## Instructions for the task
Could you update the records below so that every "Target" becomes "Label", with nothing else changed?

# Start of Input

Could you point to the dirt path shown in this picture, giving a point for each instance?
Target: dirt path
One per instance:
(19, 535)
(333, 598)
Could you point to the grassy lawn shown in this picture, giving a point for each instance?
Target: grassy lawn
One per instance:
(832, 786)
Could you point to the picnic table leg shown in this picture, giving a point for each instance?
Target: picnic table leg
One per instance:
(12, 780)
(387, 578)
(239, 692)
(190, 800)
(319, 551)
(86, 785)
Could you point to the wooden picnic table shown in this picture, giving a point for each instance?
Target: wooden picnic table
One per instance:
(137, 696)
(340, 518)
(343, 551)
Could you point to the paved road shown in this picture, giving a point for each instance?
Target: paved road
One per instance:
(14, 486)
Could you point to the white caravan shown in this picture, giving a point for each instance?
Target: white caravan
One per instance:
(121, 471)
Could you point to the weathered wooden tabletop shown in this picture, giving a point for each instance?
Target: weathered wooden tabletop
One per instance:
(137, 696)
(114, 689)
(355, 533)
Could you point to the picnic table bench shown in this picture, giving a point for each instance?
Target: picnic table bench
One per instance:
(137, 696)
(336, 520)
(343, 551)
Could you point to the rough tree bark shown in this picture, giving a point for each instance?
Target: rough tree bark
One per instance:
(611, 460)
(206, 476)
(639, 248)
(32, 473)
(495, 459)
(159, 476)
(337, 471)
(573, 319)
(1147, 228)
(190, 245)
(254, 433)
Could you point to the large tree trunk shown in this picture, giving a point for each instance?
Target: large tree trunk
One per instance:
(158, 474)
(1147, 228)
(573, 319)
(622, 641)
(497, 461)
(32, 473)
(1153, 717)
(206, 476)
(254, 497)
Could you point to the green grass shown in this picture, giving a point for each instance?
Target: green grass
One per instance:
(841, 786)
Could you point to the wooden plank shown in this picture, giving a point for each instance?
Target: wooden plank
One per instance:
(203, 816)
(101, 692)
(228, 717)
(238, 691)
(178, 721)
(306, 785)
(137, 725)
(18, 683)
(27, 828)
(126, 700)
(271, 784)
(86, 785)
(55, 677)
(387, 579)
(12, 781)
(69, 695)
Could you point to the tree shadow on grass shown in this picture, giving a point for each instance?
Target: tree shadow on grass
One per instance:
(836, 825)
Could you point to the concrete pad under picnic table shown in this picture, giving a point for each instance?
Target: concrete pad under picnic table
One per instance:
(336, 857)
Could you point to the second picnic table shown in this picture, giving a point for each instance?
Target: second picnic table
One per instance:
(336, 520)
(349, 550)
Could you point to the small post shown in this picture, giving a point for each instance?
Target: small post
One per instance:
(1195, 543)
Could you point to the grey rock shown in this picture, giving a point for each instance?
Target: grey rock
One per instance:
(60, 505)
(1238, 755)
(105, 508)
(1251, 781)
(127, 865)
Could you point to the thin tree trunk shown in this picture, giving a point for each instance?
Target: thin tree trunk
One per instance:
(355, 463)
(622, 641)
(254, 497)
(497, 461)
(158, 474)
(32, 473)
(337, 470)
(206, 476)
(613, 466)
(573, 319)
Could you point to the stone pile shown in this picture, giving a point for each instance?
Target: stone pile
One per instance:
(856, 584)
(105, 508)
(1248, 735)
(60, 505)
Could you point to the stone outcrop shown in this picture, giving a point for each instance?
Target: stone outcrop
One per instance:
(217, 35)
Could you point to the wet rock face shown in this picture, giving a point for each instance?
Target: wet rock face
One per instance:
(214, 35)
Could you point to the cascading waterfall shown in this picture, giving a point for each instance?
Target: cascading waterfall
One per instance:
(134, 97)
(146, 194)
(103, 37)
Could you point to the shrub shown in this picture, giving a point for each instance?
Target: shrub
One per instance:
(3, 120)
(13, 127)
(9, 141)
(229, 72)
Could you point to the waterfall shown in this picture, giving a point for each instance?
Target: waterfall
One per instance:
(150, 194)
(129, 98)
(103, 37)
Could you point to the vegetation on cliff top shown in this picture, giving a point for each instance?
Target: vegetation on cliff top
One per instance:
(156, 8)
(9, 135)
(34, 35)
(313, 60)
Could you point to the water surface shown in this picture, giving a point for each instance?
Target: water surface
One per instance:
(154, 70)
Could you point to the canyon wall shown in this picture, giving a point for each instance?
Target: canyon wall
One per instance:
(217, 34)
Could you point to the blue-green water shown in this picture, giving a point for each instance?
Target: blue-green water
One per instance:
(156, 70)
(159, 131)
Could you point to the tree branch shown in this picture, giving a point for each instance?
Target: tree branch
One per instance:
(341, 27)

# End of Input

## Response to this task
Could you point to the dirt path shown in this picture, giving a point for each instance?
Label: dirt path
One per instance:
(19, 535)
(333, 598)
Could you point to the grassy lawn shown in this picture, giving a point for each instance?
Label: grassy lawn
One per instance:
(832, 786)
Could you point to the picnic table leg shown in this picture, giving a point for each instance?
Label: picnic table leg
One per instance:
(12, 780)
(387, 578)
(239, 692)
(190, 800)
(319, 551)
(86, 785)
Could you point to the wooden picnic table shown in this picture, giving a point for each instance?
Label: wooden picnic table
One per instance:
(137, 696)
(340, 518)
(343, 551)
Could you point to the paved road shown in this picture, giving a point for each instance?
Label: paved road
One per instance:
(14, 486)
Could you point to the white caravan shown in this picture, giving a point for each instance?
Label: white caravan
One per instance:
(121, 471)
Could you point to the weathered wooden tabletop shown in this picture, giving a point for each instance?
Label: weathered wooden tabletop
One per instance:
(137, 696)
(114, 689)
(355, 533)
Could you point to the picnic table bench shown in this picture, giving a point for each instance?
Label: picnic table bench
One per instance:
(137, 696)
(336, 520)
(343, 551)
Could you point to the rough tree bark shown in this picture, giving a point for each instance?
Label: rough tree bark
One per instance:
(611, 460)
(206, 476)
(639, 248)
(32, 473)
(495, 459)
(159, 476)
(337, 471)
(573, 319)
(1147, 228)
(190, 245)
(254, 433)
Could you point to the large tree trunk shown in this picture, giving a point for each instance?
Label: large tree trunk
One per instance:
(158, 474)
(1147, 228)
(573, 319)
(622, 641)
(497, 461)
(32, 473)
(1153, 717)
(206, 476)
(254, 497)
Could you point to the green grass shown in this picture, giving a point for each instance?
Label: green grass
One per instance:
(841, 786)
Could you point to the wooden plank shown in this picture, giving a point for each instance?
Label: wooden plank
One per instance:
(203, 816)
(101, 692)
(228, 717)
(238, 691)
(178, 721)
(306, 785)
(137, 725)
(18, 683)
(27, 828)
(126, 700)
(271, 784)
(86, 785)
(55, 677)
(387, 579)
(12, 781)
(69, 695)
Could you point to the tree shadow on grass shown in this picture, giving a point for each instance?
Label: tree shadow on grass
One per instance:
(836, 825)
Could you point to the concrete pad under picnic table shown in this picture, giving a point for each instance?
Label: concrete pad under picnic table
One per instance:
(336, 857)
Could you point to the second picnic table shown in this picture, giving a point for each instance?
Label: second picnic table
One per instance:
(336, 520)
(349, 550)
Could you point to the small post shown in this picture, giving a point for each instance?
Label: small post
One per instance:
(1195, 543)
Could you point to the grey rock shown in this picture, giving a point for each instance?
Label: grey rock
One per instance:
(60, 505)
(1238, 755)
(105, 508)
(1251, 781)
(127, 865)
Could you point to the thin tree trunk shown in this picture, giving a point for each instance?
Label: thin tree trunk
One per instance:
(355, 463)
(622, 641)
(254, 497)
(497, 461)
(158, 474)
(32, 473)
(337, 470)
(206, 476)
(613, 466)
(573, 319)
Could you point to the stone pile shown in this picture, giving a point for each instance?
Label: stone pile
One per instance:
(856, 584)
(105, 508)
(1248, 735)
(60, 505)
Could you point to the stone outcrop shown in this picture, giving a point for each instance?
Label: stone outcrop
One per instance:
(217, 35)
Could you point to the wet rock face shown in this picture, giving a point for each instance?
Label: wet rock face
One per instance:
(214, 35)
Could you point to the cascading waterfall shown in this picture, giving a point for each instance?
Label: cascading waterfall
One per instance:
(134, 97)
(146, 194)
(103, 37)
Could you point to the shrub shown in this picture, giving a point for each instance?
Label: shrub
One per instance:
(3, 120)
(13, 127)
(9, 141)
(229, 72)
Could you point to the waterfall shown in this picture, giving a point for each instance?
Label: waterfall
One per instance:
(150, 194)
(129, 98)
(103, 37)
Could you point to the vegetation on cliff top shown in this picture, giving a point for each instance?
Label: vegetation on cliff top
One per instance:
(156, 8)
(9, 135)
(34, 35)
(313, 60)
Could you point to the water surface shown in this picture, giving a point for each instance?
Label: water surface
One per instance:
(154, 70)
Could you point to the canyon wall shown in this picture, giving a point for each instance?
Label: canyon wall
One per instance:
(217, 34)
Could you point to the blue-green water shown in this picture, giving a point for each instance?
Label: blue-green water
One per instance:
(156, 70)
(159, 131)
Could you point to the tree branch shown in this picture, giving a point for each instance?
Label: tree branch
One per instance:
(341, 27)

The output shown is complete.